■トピックス  2017年

2017-12-27 日文研の話題

ニュージーランド・アジア学会国際集会(New Zealand Society of Asian Studies International Conference)で安井教授が基調講演を行いました(2017年11月29日)

 11月27~29日に行われたNew Zealand Asian Studies Society (NZASIA) Conferenceに安井眞奈美教授が参加し、その3日目に“The image of a spirit of a dead pregnant woman; towards a comparative study of the spiritual world”と題し基調講演を行いました。
 これは2016年にニュージーランド、オタゴ大学で行われた日文研・オタゴ大学共催の海外シンポジウムでオタゴ大学側代表の将基面貴巳先生より依頼があったもので、昨年の交流を契機とした研究交流により今回の講演が実現しました。
 国際集会開催の前日には、オタゴ美術館で26人のミャンマーの芸術家による展覧会を兼ねたレセプションが開催され、参加者は美術作品を見ながら自己紹介や情報交換を行い、和やかな時間を過ごしました。
 3日間にわたる国際集会では、中国、インド、日本、東南アジアなどの地域について、歴史学、政治学、文学、人類学、カルチュラル・スタディーズ、ジェンダー・スタディーズなどさまざまな分野の発表が5つの会場に分かれて行われ、活発な質疑応答が続きました。日本に関連した発表には、歴史研究に加え、少女マンガやスーパー歌舞伎、ヤノベケンジの作品分析などポップカルチャーの研究も含まれ、幅広い関心が窺えました。また、女性の参加者が多かったこともあり、最終日に行われたインドの代理母についての報告では、時間を延長して活発な議論が行われました。

提示項目:
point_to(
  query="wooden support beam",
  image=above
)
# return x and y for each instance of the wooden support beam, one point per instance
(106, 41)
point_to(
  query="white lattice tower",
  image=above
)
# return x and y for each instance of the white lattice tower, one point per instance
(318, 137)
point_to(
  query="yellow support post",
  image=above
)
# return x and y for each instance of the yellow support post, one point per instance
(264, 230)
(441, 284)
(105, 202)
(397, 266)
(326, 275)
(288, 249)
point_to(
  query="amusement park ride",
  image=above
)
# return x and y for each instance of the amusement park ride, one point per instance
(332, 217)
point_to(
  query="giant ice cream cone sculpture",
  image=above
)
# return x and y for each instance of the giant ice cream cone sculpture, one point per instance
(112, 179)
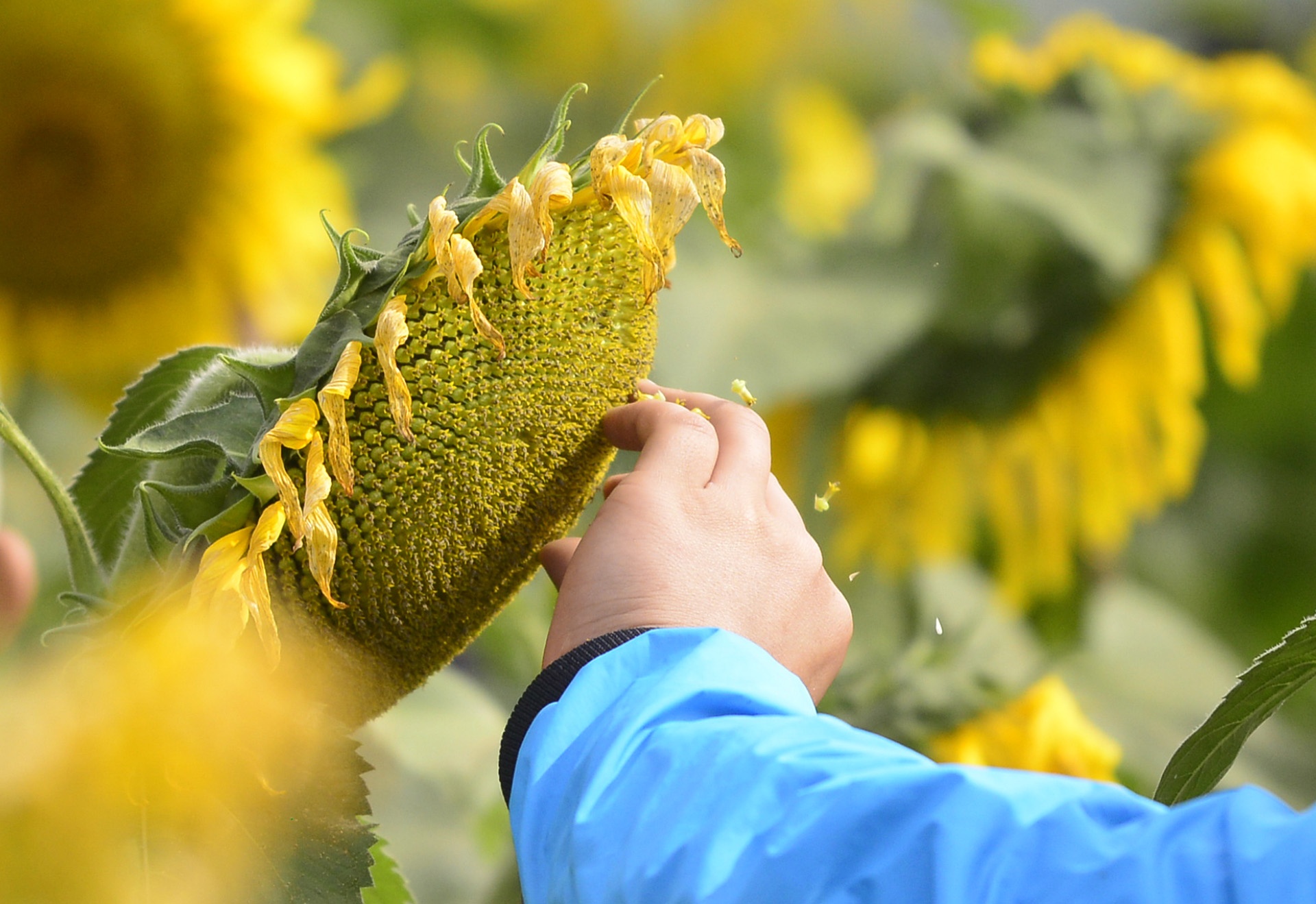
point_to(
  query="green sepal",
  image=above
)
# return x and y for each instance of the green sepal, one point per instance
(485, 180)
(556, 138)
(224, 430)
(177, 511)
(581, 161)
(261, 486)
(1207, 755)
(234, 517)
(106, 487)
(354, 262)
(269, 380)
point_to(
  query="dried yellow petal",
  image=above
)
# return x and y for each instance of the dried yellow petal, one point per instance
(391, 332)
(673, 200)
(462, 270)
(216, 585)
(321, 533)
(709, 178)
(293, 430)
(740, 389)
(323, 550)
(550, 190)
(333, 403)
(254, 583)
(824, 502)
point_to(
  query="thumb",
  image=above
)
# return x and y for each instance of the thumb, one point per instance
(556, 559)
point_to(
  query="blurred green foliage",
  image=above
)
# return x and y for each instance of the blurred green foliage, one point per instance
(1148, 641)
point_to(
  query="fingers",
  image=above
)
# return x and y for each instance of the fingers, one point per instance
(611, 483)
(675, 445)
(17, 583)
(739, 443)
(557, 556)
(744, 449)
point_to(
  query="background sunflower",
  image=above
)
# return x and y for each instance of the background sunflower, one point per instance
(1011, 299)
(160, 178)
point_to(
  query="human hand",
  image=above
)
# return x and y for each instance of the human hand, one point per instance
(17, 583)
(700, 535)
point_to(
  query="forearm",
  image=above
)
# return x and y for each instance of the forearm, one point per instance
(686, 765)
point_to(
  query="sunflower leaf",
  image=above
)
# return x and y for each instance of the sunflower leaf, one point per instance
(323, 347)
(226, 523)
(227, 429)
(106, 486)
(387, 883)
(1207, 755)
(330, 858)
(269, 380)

課題: ニュージーランド・アジア学会国際集会の報告記事を、最後の文に続けて書き進めなさい。

解答:
 基調講演は、初日にオーストラリア国立大学のJane Ferguson講師が東南アジアの航空産業の仕事についてのエスノグラフィーを、2日目にシンガポール国立大学南アジア研究所所長のSubrata K. Mirta教授がインドの政策を進めていく際の知性と秩序のあり方について講演しました。3日目には安井教授が上述のタイトルで講演を行い、産死者の妖怪である日本の姑獲鳥(ウブメ)を、広くアジアの中で捉えていく比較研究の視点を提示しました。発表後にはシンガポールやフィリピンの研究者から、ウブメに似た産死者の妖怪について事例が提供されたり、比較研究のために設定した分析概念について、貴重な意見が寄せられたりしました。
 ランチタイムには、オタゴ大学の学生やスタッフ、地元の方々のクラブによる和太鼓やガムランの演奏なども行われました。パフォーマンスを楽しみながら、参加者同士の会話も弾みました。また、懇親会では、各自が研究の今後について抱負を語るなど、親交を深めることができました。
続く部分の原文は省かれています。